*SUPPLIED TEXT*

Certainly killing huge numbers of large wildlife is a significant event… to a human (or the animals in question). On a global scale and on a geologic timescale, it’s not significant at all. A major disease could wipe out an entire species in very little time and we think we know of a species that this almost happened to.
I would submit that farming, by itself, is not a major enough change. The creation of giant cities of stone which required the shipping of food to farms is what I would consider a large enough change. To me, a few herdsmen planting some seeds and, in a few months, wandering back through the area and finding those plants with some food on them is little more than just promoting the growth of certain plants.
But when you get to large stone cities, whose foundations and debris will remain in the Earth for centuries, you start to see a different system. You begin to see the wholesale removal of large swaths of forest to support farms. You begin to see road networks that (in some places) still exist to this day. You begin to see specialists and, soon, a technic society.
That is the critical juncture in my, admittedly non-anthropologist, opinion. I would suggest (and some have before me) suggest that the beginnings of the industrial revolution as the time for the new epoch to begin. That is the critical juncture in which we began not just to hide in the dark and hope the wolves would stay away, but began to go out and kill the wolves.

(Image-grounded pointing data)
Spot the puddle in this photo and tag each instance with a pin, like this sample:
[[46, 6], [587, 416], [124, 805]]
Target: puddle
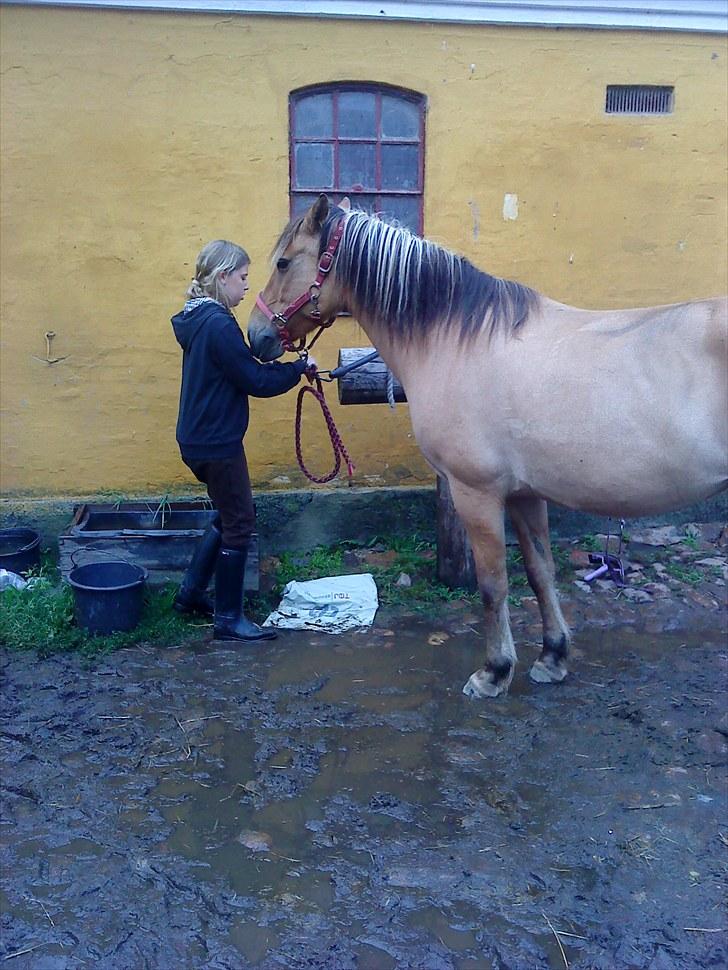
[[338, 803]]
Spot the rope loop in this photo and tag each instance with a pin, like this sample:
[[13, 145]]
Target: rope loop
[[336, 443]]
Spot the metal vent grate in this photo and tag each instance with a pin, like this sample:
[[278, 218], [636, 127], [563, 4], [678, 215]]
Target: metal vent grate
[[639, 99]]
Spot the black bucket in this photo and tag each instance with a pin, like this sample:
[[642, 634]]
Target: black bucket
[[19, 550], [108, 595]]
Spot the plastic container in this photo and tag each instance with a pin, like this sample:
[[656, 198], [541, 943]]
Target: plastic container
[[19, 550], [108, 596]]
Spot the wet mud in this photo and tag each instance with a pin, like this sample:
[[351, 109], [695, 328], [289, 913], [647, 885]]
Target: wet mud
[[336, 802]]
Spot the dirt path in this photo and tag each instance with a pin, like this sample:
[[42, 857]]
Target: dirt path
[[335, 802]]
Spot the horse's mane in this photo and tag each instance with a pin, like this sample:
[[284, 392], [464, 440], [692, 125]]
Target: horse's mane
[[414, 286]]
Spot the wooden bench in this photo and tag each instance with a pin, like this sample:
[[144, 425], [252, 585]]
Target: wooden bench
[[367, 384]]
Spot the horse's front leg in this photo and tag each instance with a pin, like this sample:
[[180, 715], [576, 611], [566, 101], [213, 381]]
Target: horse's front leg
[[482, 517], [530, 520]]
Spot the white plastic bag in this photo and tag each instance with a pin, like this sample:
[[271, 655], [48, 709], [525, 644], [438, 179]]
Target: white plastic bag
[[10, 580], [330, 605]]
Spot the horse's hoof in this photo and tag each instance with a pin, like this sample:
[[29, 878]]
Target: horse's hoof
[[548, 671], [483, 684]]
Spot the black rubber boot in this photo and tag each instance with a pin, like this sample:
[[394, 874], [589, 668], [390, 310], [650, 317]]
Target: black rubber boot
[[192, 595], [230, 621]]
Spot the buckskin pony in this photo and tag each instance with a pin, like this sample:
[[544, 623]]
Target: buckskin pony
[[514, 398]]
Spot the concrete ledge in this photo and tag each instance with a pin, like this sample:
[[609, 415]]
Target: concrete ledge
[[289, 520]]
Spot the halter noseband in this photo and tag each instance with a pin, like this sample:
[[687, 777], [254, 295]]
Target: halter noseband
[[311, 295]]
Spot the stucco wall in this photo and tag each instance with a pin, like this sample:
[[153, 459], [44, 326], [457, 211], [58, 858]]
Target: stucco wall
[[131, 139]]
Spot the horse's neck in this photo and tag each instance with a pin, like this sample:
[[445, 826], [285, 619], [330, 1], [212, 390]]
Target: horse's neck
[[392, 352]]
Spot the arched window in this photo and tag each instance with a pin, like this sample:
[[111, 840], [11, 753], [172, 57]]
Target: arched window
[[366, 141]]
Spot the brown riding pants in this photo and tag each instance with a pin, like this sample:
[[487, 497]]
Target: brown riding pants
[[228, 485]]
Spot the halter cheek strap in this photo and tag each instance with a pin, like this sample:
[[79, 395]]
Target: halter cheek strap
[[311, 295]]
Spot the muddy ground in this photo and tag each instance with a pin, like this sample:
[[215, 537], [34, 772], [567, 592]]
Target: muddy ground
[[336, 802]]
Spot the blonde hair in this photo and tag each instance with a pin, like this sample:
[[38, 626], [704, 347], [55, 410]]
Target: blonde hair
[[216, 258]]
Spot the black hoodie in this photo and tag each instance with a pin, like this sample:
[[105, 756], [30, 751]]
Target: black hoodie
[[218, 373]]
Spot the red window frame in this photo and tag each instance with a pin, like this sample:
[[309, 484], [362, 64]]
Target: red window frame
[[338, 190]]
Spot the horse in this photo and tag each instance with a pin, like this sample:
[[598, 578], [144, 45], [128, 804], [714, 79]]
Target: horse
[[515, 399]]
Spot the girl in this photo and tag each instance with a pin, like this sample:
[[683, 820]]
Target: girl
[[218, 374]]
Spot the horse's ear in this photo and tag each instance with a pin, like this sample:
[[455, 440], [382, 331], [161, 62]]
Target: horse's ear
[[316, 215]]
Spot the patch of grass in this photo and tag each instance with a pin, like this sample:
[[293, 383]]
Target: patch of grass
[[684, 573], [591, 543], [413, 555], [41, 618]]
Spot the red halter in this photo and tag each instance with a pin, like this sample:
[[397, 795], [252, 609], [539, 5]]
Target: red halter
[[311, 295]]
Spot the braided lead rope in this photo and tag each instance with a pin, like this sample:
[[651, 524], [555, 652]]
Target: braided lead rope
[[390, 390], [336, 443]]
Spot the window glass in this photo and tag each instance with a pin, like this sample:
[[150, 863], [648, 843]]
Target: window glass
[[400, 166], [357, 167], [359, 140], [302, 202], [357, 115], [400, 118], [404, 208], [314, 166], [363, 200], [313, 117]]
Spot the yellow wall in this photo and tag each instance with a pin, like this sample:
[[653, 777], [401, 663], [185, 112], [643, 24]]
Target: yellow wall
[[130, 139]]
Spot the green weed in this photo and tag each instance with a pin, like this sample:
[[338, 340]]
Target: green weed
[[684, 573], [41, 618]]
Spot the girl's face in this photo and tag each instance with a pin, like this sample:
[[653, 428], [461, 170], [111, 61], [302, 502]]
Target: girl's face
[[235, 284]]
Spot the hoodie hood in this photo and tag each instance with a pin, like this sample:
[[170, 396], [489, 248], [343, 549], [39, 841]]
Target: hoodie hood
[[194, 315]]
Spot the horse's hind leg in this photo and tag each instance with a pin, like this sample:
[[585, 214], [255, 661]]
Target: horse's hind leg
[[482, 516], [530, 520]]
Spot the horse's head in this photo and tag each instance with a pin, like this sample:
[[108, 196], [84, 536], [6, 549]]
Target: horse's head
[[302, 292]]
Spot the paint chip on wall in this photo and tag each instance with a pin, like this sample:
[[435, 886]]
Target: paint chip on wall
[[510, 206]]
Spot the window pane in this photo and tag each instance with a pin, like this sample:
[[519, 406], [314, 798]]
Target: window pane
[[400, 166], [314, 166], [364, 201], [313, 116], [400, 119], [356, 115], [357, 167], [404, 209], [302, 203]]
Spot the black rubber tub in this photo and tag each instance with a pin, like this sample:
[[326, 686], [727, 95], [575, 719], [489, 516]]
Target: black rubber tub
[[108, 596], [19, 550]]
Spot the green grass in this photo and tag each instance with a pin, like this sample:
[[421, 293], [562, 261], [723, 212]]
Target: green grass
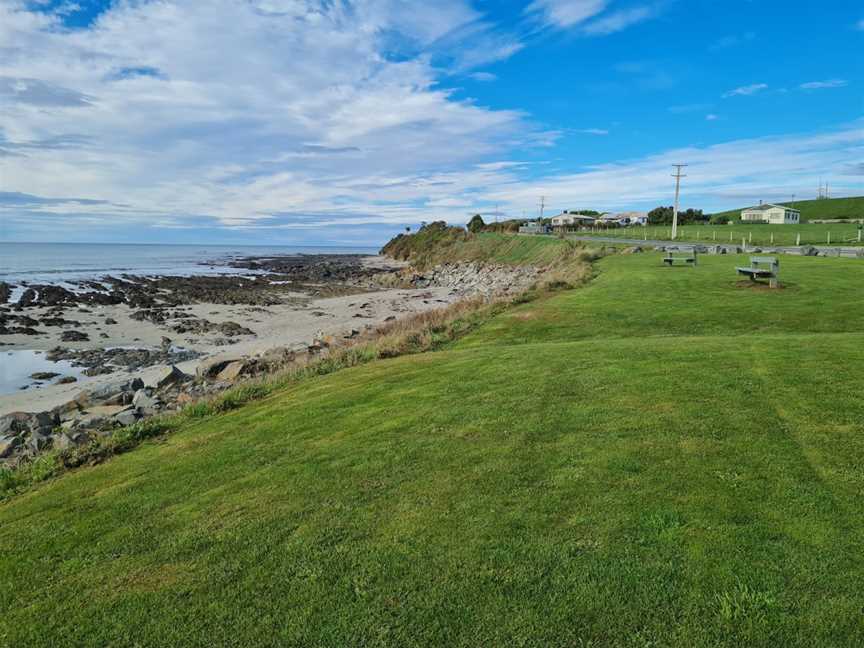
[[661, 458], [818, 209], [755, 234], [436, 243]]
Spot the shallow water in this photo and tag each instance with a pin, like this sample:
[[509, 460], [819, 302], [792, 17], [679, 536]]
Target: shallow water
[[16, 367], [56, 263]]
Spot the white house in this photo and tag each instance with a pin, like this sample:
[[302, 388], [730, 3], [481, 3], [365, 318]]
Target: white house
[[626, 218], [633, 218], [567, 219], [773, 214]]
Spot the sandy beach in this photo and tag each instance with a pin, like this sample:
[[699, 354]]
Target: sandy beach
[[293, 323]]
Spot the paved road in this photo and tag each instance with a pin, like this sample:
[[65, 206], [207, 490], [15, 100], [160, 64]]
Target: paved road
[[821, 250]]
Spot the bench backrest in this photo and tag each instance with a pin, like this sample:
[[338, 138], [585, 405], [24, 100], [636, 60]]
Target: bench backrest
[[772, 261]]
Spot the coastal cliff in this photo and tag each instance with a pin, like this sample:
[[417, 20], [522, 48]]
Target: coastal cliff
[[425, 289]]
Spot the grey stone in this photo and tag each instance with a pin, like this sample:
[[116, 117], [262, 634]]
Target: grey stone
[[39, 441], [8, 445], [173, 377], [67, 440], [126, 417], [14, 423], [143, 400]]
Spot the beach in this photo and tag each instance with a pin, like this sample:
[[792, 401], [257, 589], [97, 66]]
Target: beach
[[285, 303]]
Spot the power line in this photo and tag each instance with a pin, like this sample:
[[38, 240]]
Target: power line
[[677, 175]]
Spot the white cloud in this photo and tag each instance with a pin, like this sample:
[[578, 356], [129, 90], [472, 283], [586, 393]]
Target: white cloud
[[252, 113], [566, 13], [719, 176], [687, 108], [620, 20], [589, 16], [820, 85], [732, 40], [745, 91]]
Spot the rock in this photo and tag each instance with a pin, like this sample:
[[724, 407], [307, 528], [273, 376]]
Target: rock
[[211, 368], [45, 421], [39, 441], [143, 400], [232, 371], [126, 417], [70, 439], [174, 377], [74, 336], [14, 424], [8, 445]]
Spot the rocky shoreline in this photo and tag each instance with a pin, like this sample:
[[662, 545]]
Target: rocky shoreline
[[188, 338]]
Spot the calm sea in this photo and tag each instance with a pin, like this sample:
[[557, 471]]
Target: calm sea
[[62, 262]]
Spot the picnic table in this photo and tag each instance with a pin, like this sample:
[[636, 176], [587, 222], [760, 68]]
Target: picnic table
[[681, 258], [762, 268]]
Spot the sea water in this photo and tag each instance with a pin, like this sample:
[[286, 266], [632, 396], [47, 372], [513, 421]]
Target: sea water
[[56, 263]]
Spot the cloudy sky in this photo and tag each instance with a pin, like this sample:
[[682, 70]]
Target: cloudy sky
[[343, 121]]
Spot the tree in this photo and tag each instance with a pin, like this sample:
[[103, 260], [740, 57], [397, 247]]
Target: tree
[[476, 224], [663, 216]]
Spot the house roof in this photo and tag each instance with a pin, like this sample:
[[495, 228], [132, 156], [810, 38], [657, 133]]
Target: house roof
[[768, 206]]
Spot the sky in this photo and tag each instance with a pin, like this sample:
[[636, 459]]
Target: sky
[[341, 122]]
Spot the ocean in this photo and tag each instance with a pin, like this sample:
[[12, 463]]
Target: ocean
[[56, 263]]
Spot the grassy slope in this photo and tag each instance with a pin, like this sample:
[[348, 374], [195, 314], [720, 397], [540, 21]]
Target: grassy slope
[[657, 459], [755, 234], [433, 246], [820, 209]]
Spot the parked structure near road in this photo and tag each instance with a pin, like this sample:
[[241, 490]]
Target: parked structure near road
[[632, 218], [533, 227], [569, 219], [773, 214]]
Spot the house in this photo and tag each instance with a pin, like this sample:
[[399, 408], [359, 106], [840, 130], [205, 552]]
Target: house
[[632, 218], [569, 219], [533, 227], [773, 214]]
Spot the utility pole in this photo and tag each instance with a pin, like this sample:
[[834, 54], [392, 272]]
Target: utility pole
[[677, 175]]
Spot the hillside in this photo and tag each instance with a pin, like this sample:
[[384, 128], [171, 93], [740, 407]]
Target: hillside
[[658, 458], [816, 209]]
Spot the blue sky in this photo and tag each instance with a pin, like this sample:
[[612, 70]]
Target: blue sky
[[342, 122]]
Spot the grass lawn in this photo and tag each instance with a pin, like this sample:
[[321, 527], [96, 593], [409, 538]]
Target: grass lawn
[[757, 234], [661, 458], [818, 209]]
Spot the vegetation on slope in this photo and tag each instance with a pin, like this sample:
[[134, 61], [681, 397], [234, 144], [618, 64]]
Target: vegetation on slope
[[827, 209], [438, 243], [660, 458]]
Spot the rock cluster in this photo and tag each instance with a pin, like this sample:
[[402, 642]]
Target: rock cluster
[[477, 279]]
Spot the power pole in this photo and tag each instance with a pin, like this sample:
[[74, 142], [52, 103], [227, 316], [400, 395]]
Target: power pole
[[677, 175]]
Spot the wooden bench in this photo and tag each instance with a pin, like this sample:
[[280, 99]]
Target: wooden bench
[[762, 268], [681, 259]]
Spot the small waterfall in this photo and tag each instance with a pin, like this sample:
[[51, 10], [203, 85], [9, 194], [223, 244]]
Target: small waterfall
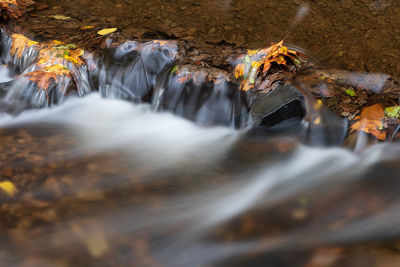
[[23, 93]]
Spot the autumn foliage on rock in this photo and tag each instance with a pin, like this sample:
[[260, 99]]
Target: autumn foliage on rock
[[55, 59], [256, 65]]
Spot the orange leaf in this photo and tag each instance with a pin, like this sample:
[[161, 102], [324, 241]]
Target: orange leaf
[[371, 121]]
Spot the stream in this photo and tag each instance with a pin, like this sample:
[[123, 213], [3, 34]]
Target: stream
[[136, 168]]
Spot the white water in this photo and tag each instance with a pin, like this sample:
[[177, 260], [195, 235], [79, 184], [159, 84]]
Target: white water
[[207, 183]]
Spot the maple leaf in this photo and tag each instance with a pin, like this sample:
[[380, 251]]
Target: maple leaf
[[19, 43], [43, 76], [371, 121], [256, 60]]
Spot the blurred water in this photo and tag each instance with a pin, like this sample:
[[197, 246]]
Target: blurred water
[[108, 183]]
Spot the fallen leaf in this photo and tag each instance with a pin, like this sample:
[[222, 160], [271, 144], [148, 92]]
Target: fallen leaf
[[8, 187], [392, 112], [350, 92], [19, 43], [87, 27], [106, 31], [59, 17], [371, 121]]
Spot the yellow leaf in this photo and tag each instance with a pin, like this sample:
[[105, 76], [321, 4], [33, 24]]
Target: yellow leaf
[[252, 52], [239, 70], [371, 121], [66, 57], [59, 17], [106, 31], [8, 187], [87, 27]]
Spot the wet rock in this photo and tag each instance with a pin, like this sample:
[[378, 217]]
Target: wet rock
[[130, 71], [205, 96], [284, 102]]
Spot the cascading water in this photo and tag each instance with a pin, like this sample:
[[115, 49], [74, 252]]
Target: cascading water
[[104, 182]]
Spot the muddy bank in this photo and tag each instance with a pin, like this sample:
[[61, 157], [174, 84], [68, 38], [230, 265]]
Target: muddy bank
[[351, 35]]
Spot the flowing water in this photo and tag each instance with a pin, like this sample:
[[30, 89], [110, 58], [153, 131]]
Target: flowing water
[[134, 169]]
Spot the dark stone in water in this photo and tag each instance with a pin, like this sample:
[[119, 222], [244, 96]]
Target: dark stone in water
[[282, 103]]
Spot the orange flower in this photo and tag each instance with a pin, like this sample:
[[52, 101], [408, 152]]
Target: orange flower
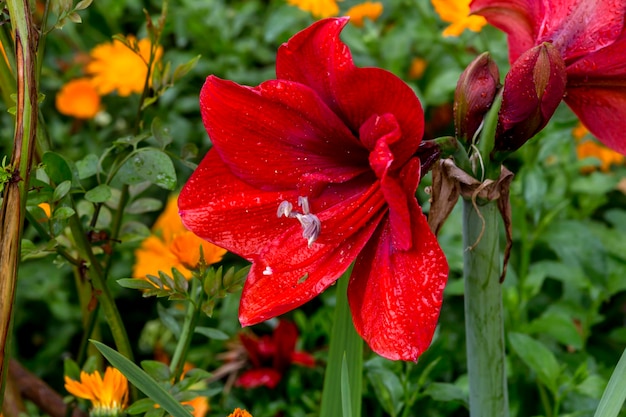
[[108, 395], [456, 12], [418, 66], [591, 149], [172, 245], [240, 413], [318, 8], [369, 9], [78, 98], [200, 406], [115, 66]]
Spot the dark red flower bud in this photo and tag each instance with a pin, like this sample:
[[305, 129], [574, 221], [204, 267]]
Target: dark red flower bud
[[533, 89], [474, 95]]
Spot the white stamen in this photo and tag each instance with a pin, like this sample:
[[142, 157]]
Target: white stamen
[[311, 224], [284, 209]]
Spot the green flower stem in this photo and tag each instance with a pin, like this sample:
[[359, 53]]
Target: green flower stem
[[101, 289], [483, 311], [192, 316], [344, 343], [15, 192]]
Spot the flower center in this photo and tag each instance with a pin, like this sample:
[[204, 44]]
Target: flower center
[[311, 224]]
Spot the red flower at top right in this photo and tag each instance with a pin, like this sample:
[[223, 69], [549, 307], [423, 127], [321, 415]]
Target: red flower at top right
[[590, 35]]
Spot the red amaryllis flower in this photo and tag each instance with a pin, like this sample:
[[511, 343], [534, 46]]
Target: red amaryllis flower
[[271, 356], [590, 35], [311, 172]]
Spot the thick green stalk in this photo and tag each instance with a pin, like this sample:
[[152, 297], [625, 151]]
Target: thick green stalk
[[484, 320], [15, 193], [345, 345]]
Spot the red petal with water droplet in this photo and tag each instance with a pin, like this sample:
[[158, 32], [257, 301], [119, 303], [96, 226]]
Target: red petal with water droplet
[[520, 19], [287, 272], [271, 135], [213, 200], [316, 57], [395, 296], [603, 111]]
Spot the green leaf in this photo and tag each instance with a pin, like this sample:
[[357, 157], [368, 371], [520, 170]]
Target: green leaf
[[144, 205], [87, 167], [57, 167], [445, 392], [615, 393], [149, 164], [99, 194], [211, 333], [61, 190], [161, 133], [538, 358], [386, 384], [142, 381], [157, 370], [344, 341], [62, 213]]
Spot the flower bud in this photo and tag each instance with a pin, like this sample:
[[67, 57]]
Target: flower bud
[[533, 89], [474, 95]]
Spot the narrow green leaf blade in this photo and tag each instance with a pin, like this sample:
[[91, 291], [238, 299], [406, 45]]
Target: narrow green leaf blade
[[142, 381]]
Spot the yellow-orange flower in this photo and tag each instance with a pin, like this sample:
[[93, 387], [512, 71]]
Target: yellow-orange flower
[[200, 406], [369, 9], [318, 8], [108, 395], [172, 245], [116, 67], [417, 68], [240, 413], [78, 98], [456, 12], [593, 149]]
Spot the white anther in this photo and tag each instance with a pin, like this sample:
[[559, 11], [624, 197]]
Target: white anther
[[284, 209]]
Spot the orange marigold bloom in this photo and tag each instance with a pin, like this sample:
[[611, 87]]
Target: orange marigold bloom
[[240, 413], [417, 68], [369, 9], [456, 12], [172, 245], [592, 149], [200, 406], [318, 8], [108, 395], [116, 67], [78, 98]]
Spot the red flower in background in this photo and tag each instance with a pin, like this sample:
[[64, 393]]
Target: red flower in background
[[590, 36], [271, 356], [311, 172]]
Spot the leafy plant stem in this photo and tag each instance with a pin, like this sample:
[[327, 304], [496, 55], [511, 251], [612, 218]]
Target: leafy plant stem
[[101, 289], [15, 193], [192, 316], [483, 310], [344, 341]]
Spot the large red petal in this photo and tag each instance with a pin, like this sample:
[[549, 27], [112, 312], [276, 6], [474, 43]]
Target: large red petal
[[218, 207], [395, 296], [318, 58], [580, 27], [272, 135], [520, 19], [603, 111], [288, 273]]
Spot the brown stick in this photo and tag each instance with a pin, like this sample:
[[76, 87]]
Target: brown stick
[[40, 393]]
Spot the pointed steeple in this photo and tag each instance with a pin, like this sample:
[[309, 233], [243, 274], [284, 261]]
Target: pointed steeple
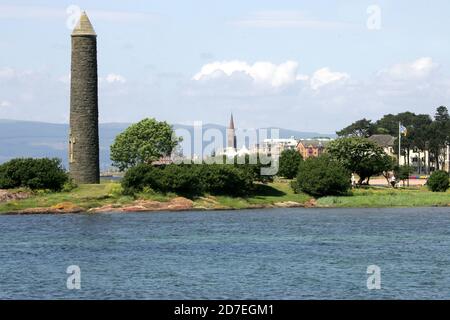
[[83, 26], [231, 122]]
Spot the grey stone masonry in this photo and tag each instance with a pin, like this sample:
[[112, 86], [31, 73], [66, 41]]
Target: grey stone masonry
[[83, 136]]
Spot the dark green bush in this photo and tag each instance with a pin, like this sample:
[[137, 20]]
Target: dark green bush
[[438, 181], [32, 173], [226, 179], [189, 179], [289, 163], [321, 177]]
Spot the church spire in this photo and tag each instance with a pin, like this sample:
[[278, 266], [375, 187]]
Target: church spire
[[231, 126], [231, 135]]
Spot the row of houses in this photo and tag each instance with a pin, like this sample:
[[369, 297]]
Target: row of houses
[[421, 161]]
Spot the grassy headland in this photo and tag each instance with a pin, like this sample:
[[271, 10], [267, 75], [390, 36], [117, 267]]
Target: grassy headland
[[276, 194]]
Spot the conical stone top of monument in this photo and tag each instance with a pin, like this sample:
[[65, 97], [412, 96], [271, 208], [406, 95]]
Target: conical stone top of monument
[[231, 126], [84, 26]]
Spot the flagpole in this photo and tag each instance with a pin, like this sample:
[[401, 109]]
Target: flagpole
[[399, 142]]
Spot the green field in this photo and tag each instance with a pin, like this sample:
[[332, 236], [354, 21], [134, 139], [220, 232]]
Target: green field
[[380, 197], [269, 195]]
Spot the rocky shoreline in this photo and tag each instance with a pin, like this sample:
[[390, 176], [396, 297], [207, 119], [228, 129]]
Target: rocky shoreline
[[175, 204]]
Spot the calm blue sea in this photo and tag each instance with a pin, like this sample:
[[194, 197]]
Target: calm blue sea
[[253, 254]]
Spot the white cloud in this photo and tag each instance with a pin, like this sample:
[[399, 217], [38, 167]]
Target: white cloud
[[4, 103], [286, 19], [113, 77], [418, 69], [325, 76], [269, 74], [265, 73], [7, 73]]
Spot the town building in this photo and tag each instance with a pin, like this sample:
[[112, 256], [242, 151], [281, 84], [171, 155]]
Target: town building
[[312, 147], [419, 160]]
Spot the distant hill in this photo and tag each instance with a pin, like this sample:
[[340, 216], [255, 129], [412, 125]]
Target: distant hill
[[41, 139]]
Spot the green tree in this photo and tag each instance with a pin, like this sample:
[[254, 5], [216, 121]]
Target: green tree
[[361, 156], [361, 128], [143, 142], [402, 173], [438, 181], [288, 163], [322, 176]]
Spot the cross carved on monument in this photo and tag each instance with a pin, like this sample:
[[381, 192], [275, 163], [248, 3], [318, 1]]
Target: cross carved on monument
[[72, 141]]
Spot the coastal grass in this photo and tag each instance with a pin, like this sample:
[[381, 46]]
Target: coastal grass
[[265, 195], [382, 197], [86, 196]]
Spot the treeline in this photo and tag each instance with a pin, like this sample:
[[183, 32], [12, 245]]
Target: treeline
[[194, 179], [424, 134]]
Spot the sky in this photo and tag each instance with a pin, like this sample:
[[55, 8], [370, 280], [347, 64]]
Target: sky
[[301, 65]]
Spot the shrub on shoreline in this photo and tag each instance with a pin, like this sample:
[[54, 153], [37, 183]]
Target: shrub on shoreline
[[321, 177], [189, 179], [32, 173]]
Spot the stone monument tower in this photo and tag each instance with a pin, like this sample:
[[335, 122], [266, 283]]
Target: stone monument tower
[[83, 137]]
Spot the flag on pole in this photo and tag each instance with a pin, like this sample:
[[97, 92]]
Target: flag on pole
[[403, 130]]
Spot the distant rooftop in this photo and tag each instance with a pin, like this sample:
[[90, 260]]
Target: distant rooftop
[[383, 140]]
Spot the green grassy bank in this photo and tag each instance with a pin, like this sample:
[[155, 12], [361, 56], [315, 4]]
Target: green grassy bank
[[273, 194]]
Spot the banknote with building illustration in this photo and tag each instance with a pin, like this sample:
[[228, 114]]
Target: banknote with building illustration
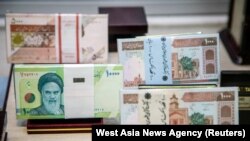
[[57, 38], [197, 106], [175, 59], [67, 90]]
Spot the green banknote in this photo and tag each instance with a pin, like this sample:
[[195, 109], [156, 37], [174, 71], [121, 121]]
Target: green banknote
[[67, 90]]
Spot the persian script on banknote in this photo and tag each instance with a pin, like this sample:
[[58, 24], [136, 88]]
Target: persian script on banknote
[[67, 91], [176, 59], [57, 38], [197, 106]]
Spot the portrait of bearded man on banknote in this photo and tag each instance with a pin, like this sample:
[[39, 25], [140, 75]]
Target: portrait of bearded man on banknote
[[50, 86]]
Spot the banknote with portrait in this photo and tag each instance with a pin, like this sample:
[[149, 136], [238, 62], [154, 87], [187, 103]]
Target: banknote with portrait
[[67, 90]]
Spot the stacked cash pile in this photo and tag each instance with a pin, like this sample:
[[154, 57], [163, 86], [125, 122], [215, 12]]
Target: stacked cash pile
[[176, 73], [57, 38]]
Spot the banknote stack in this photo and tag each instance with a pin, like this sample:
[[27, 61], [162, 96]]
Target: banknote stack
[[197, 106], [4, 89], [57, 38], [175, 81], [67, 91], [170, 59]]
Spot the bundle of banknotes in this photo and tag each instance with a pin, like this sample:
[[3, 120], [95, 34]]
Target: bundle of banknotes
[[192, 106], [57, 38], [67, 90], [171, 59]]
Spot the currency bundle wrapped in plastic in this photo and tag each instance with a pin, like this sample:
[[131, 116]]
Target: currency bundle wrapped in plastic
[[193, 106], [57, 38], [67, 90]]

*WHAT IS NEEDED*
Write out the full passage on when a new geologic epoch should begin, word for word.

*TASK ANSWER*
Certainly killing huge numbers of large wildlife is a significant event… to a human (or the animals in question). On a global scale and on a geologic timescale, it’s not significant at all. A major disease could wipe out an entire species in very little time and we think we know of a species that this almost happened to.
I would submit that farming, by itself, is not a major enough change. The creation of giant cities of stone which required the shipping of food to farms is what I would consider a large enough change. To me, a few herdsmen planting some seeds and, in a few months, wandering back through the area and finding those plants with some food on them is little more than just promoting the growth of certain plants.
But when you get to large stone cities, whose foundations and debris will remain in the Earth for centuries, you start to see a different system. You begin to see the wholesale removal of large swaths of forest to support farms. You begin to see road networks that (in some places) still exist to this day. You begin to see specialists and, soon, a technic society.
That is the critical juncture in my, admittedly non-anthropologist, opinion. I would suggest (and some have before me) suggest that the beginnings of the industrial revolution as the time for the new epoch to begin. That is the critical juncture in which we began not just to hide in the dark and hope the wolves would stay away, but began to go out and kill the wolves.